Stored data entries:
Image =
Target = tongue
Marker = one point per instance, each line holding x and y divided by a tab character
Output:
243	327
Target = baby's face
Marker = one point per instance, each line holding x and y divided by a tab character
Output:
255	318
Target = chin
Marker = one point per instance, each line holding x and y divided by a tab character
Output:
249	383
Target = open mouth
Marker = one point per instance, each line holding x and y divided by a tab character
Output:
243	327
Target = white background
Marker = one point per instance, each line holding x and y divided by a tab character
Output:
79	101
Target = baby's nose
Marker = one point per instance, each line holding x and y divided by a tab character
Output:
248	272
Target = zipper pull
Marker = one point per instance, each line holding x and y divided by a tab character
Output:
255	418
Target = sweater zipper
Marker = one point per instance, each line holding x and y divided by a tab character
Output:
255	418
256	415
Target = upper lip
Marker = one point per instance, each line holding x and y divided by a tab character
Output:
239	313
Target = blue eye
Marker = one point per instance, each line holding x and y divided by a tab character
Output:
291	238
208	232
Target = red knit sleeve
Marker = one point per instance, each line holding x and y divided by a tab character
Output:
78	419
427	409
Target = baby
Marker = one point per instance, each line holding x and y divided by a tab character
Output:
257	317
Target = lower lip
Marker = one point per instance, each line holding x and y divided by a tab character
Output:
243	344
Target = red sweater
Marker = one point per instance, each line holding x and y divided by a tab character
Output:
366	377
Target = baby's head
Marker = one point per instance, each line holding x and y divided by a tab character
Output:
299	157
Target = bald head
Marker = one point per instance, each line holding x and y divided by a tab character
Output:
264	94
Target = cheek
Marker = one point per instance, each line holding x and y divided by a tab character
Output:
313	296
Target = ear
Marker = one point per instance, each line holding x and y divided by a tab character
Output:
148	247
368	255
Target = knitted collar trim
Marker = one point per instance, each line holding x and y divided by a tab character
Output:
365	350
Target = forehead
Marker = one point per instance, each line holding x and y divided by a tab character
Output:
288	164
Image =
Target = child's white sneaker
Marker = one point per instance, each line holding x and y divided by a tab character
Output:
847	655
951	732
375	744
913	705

SET PROBLEM:
Copy every line exactly. Leave nothing out.

ANSWER FOR THE TASK:
Image =
Target = tongue
Marker = one point per instance, each line holding x and y divided by a tab character
Output:
243	327
Target = baby's face
Marker = one point per instance, each line holding x and y divided by a tab character
Output:
255	318
Target = chin
Marker = one point per instance, each line holding x and y divided by a tab character
Output:
249	383
Target = open mouth
Marker = one point per instance, each line holding x and y divided by a tab character
Output:
243	327
Target = white background
Marker = one point per instance, each line holding x and y divided by a tab character
Output:
79	101
Target = baby's nose
Marker = one point per instance, each line holding x and y divided by a tab character
Output:
248	272
Target = zipper pull
Marker = one point per instance, each line holding x and y divided by a tab character
Output:
255	418
Target = sweater zipper
Marker = one point per instance, each line holding x and y divided by a tab character
Output:
255	418
256	415
Target = upper lip
Marker = one point per instance, each line holding x and y divided by a tab character
Output:
239	313
Target = blue eye
Marker = one point per instance, each line holding x and y divided by a tab character
Output:
291	238
208	232
Target = red knit sleeve
Marker = one point per instance, each line holding x and y divided by a tab character
Output:
78	419
427	409
Target = baby
Marker = one point per instance, each line holding x and y divided by a tab character
Output:
257	317
Target = lower lip
Marker = one point per instance, each line holding x and y divided by a tab character
Output:
243	344
Target = red sweater
Marker = one point per instance, each line holding x and y divided by a tab character
Output:
366	377
Target = baby's head
Marker = one point per instance, each line holding x and y divided by a tab character
Output:
299	157
Target = bald head
Marker = one point per instance, each line holding x and y divided by a tab character
Output:
264	94
Target = cheek
Marker = one point per instance, each line holding x and y divided by a tab character
Output:
313	296
Target = ear
Marker = one point per instance, each line holding x and y divided by a tab character
Output:
148	247
368	255
Target = knitted collar trim
Marker = one point per instance, each line holding x and y divided by a tab character
Output:
365	350
Target = forehead
Marker = one point per instance, each line holding x and y divided by a tab character
Output:
288	164
Image =
Target = child's white sneaker
Marker = one point per instance, each line holding x and y divided by a tab character
Output:
847	655
951	732
375	744
913	705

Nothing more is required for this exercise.